____ Source material
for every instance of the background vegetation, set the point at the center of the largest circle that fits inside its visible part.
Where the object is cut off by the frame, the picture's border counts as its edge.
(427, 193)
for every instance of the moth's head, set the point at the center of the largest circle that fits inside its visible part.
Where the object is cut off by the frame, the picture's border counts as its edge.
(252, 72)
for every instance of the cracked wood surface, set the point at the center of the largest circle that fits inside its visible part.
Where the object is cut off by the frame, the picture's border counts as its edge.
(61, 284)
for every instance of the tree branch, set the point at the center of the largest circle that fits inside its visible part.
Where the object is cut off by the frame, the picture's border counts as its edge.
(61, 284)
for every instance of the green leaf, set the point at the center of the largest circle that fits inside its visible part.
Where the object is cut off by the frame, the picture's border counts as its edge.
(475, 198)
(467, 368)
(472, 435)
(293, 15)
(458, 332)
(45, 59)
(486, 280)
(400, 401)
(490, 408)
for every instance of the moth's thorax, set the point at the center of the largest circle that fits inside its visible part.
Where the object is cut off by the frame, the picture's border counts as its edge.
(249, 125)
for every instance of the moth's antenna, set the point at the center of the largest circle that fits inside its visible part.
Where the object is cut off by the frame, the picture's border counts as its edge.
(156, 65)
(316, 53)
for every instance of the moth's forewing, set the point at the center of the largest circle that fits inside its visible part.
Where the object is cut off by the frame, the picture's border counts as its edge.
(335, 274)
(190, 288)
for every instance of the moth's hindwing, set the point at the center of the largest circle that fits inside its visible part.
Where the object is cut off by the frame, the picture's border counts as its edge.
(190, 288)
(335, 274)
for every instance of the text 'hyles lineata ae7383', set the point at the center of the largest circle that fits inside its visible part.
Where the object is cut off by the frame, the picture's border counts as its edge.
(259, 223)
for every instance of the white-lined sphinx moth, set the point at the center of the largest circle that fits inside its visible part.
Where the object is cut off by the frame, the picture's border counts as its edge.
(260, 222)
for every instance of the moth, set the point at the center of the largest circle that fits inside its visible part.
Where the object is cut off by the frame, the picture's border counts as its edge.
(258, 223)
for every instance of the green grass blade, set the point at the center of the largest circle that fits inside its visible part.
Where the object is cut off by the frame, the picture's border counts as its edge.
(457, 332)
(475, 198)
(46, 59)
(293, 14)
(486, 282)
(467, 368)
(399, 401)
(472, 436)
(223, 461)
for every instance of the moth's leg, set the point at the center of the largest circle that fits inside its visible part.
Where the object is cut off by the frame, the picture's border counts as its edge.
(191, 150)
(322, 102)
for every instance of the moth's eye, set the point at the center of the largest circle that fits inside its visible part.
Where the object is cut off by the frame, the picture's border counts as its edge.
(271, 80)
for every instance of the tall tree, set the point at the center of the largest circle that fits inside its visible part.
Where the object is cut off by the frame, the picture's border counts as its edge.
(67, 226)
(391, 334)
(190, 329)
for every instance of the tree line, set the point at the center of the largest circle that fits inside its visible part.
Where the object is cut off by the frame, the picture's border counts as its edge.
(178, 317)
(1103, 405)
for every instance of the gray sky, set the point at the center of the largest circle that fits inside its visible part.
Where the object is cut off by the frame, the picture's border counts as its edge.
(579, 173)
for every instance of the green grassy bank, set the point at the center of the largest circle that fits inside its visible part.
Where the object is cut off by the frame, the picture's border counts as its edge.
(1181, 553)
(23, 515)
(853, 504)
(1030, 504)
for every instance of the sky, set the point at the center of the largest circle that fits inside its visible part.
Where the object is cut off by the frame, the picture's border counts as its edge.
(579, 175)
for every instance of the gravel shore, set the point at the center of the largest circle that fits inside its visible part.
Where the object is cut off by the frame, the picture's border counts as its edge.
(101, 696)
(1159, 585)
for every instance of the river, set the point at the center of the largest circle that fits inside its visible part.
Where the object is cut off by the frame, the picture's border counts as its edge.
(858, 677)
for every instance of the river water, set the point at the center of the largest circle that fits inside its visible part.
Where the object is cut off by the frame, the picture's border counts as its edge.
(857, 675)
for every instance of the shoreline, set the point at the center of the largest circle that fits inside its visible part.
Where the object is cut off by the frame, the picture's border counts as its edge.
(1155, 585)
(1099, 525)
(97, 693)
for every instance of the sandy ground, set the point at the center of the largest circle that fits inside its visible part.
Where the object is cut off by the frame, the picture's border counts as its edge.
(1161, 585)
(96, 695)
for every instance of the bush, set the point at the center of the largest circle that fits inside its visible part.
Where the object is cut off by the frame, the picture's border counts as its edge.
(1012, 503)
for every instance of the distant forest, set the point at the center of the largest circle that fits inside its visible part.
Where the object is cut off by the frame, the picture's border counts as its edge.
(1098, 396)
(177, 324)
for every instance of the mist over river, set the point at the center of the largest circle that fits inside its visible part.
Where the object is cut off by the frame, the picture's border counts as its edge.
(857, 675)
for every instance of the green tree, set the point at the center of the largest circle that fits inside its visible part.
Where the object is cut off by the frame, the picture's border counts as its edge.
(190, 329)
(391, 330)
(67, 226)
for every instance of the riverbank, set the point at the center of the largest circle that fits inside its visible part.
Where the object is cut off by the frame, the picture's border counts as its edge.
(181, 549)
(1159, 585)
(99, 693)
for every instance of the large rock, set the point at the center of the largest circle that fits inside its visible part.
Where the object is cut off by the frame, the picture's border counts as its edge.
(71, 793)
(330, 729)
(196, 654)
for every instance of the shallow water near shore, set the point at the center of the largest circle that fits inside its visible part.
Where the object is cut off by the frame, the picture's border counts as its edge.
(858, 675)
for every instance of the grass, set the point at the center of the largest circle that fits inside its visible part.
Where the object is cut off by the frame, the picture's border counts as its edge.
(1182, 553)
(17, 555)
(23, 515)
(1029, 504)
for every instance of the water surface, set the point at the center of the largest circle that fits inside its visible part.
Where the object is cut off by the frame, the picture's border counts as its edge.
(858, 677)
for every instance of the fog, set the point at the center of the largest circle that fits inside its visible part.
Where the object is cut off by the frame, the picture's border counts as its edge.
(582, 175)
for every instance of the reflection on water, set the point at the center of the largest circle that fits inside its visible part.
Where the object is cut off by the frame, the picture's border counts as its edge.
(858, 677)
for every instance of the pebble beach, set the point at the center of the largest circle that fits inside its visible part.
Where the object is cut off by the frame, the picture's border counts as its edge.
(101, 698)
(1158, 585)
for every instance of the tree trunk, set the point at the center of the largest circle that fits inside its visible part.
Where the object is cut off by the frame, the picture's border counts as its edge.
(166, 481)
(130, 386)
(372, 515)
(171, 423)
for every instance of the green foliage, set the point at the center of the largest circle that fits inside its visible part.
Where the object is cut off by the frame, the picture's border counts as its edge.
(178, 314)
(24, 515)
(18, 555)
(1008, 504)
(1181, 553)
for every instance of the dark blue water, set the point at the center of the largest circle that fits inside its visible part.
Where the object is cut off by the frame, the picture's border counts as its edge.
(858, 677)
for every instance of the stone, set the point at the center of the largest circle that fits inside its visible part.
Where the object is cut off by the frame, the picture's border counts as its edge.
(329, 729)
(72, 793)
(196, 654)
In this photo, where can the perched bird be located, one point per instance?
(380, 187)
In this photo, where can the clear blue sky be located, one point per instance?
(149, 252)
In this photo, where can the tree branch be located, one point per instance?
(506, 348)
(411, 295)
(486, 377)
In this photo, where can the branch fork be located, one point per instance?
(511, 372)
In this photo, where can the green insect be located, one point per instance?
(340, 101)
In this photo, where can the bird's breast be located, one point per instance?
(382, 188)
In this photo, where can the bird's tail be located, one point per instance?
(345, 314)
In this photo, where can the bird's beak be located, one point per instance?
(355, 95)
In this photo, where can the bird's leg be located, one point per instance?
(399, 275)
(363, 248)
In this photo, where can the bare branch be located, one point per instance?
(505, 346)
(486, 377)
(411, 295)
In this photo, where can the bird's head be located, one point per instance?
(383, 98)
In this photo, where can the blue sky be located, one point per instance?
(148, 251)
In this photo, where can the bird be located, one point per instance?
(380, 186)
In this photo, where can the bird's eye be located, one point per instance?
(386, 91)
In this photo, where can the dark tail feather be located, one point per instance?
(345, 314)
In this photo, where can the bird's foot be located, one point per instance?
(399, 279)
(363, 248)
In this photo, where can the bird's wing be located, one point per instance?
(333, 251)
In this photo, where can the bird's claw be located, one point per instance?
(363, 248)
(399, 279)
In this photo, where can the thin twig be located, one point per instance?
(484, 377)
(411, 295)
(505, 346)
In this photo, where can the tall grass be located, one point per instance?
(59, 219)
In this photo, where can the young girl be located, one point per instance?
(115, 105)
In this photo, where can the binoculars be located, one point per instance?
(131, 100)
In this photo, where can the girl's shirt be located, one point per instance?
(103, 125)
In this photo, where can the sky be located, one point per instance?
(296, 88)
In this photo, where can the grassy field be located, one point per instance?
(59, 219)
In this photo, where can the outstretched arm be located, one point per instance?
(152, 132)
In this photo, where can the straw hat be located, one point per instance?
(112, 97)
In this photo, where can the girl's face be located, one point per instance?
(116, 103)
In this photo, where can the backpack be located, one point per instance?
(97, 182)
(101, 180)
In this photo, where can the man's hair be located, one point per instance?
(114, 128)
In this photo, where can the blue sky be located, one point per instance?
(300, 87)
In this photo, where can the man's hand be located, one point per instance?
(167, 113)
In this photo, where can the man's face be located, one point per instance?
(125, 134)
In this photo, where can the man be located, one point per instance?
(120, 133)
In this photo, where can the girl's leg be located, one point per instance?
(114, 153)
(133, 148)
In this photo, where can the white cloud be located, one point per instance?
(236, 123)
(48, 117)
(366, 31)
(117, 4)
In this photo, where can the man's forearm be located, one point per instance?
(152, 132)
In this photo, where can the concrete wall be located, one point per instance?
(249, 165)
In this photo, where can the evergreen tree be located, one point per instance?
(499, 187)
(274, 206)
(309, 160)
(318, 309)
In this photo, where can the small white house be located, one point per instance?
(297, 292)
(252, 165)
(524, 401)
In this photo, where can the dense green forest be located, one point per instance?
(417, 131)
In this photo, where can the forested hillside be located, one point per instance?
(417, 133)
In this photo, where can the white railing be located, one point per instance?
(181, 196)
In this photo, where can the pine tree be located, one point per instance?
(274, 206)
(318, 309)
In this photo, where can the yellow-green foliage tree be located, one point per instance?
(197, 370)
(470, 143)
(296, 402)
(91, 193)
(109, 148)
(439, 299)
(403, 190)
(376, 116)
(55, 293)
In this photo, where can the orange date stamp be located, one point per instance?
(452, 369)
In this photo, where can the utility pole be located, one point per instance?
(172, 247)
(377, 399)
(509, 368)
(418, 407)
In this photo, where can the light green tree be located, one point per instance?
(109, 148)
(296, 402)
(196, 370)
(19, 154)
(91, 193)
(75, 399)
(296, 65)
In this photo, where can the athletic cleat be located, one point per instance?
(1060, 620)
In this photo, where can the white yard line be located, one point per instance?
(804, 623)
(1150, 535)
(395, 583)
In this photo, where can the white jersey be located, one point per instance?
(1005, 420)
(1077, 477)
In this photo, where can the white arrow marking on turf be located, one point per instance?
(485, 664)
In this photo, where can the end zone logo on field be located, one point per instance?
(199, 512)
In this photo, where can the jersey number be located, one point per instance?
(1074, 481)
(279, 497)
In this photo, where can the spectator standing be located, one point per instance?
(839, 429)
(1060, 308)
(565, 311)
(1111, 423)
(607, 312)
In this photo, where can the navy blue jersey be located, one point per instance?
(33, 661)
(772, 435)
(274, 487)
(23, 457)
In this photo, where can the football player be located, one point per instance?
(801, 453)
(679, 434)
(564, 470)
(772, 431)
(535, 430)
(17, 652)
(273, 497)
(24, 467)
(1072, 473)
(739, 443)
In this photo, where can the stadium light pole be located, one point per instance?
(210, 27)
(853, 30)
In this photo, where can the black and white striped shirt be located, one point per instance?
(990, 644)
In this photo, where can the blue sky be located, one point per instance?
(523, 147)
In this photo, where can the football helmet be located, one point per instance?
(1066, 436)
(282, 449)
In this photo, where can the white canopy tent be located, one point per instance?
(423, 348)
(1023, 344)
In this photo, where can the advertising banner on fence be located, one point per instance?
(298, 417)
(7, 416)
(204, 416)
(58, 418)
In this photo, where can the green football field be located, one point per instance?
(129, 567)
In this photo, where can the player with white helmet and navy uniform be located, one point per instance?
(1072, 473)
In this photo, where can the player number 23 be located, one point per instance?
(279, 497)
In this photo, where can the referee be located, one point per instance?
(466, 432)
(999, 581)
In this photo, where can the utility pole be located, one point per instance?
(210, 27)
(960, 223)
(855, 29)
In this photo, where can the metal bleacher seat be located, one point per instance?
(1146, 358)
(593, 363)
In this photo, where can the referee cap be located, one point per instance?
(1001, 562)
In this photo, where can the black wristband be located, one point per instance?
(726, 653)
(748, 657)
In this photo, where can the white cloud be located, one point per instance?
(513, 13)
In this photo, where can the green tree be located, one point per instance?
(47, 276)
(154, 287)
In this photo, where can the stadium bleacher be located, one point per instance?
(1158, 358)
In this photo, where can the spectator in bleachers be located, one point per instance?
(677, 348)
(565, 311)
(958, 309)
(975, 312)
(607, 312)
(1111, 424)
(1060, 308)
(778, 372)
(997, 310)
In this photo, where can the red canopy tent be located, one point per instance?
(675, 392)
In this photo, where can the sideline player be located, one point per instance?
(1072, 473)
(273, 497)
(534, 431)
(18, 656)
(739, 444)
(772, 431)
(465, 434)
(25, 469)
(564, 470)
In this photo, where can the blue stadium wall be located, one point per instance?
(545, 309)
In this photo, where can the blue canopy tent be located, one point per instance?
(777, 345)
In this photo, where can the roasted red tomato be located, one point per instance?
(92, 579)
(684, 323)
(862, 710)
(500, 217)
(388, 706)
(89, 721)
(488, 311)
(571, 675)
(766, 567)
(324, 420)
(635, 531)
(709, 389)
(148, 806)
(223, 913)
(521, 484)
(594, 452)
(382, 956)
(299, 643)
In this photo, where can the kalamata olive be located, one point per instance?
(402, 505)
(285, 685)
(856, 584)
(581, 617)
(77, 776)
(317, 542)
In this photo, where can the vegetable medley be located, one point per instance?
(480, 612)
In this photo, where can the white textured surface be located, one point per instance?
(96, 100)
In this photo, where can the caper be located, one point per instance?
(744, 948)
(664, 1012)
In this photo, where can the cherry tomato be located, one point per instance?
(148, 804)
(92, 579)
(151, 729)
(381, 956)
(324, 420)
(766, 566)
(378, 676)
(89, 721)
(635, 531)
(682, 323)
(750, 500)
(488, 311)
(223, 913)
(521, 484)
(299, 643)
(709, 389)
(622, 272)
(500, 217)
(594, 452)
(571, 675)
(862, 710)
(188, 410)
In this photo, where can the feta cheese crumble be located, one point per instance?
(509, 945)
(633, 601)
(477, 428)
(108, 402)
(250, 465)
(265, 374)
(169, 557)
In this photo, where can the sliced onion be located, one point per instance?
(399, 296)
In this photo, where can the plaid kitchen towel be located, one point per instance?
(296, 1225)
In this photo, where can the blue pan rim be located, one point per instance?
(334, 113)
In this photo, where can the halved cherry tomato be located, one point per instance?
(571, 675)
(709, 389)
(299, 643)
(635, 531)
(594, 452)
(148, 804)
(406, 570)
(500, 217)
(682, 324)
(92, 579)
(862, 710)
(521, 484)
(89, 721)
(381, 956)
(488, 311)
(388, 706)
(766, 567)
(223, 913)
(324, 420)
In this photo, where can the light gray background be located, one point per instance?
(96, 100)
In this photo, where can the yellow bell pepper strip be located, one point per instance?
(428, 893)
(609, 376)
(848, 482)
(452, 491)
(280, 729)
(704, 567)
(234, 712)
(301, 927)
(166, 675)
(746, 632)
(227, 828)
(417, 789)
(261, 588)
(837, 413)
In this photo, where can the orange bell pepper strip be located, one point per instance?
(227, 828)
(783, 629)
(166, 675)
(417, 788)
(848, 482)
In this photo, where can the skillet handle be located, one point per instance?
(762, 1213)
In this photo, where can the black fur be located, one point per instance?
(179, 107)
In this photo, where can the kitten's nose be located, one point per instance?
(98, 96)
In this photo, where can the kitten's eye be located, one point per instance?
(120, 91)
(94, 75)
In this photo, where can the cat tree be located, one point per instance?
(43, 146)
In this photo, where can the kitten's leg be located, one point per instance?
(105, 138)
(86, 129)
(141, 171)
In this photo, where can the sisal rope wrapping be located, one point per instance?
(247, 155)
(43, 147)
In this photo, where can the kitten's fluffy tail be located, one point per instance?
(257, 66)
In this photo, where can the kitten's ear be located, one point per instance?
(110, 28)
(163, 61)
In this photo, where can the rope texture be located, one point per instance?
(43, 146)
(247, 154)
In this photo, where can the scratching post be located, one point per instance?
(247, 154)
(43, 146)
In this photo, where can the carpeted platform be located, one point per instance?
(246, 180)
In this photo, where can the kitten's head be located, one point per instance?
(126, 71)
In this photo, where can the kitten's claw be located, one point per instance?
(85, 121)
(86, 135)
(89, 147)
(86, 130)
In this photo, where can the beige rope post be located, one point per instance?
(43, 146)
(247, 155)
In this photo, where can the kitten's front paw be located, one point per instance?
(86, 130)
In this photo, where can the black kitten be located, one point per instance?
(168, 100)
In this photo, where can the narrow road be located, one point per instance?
________
Your goal:
Go through the material and select each line with the string "moth" in it.

Exercise result:
for every instance of the moth's head, set the point at the center of the largest circle that fits inside its visible part.
for every instance of the moth's thorax, set the point at the center of the largest circle that fits inside its visible part.
for every instance of the moth's antenna, set the point at the center of the largest circle that fits inside its visible part.
for every instance of the moth's forewing, set the point at the center of the largest circle that fits inside its visible part.
for every instance of the moth's hindwing, set the point at the center of the largest circle that fits inside its visible part.
for every instance of the white-lined sphinx moth, set the point at the center of the largest circle that fits inside its visible part.
for every instance of the moth, set the point at the center of the largest circle that fits inside its visible part.
for every instance of the moth's leg, set the point at the center of the largest circle that fits inside its visible part.
for every instance of the moth's eye, set the point at the center of the largest circle that fits inside its visible part.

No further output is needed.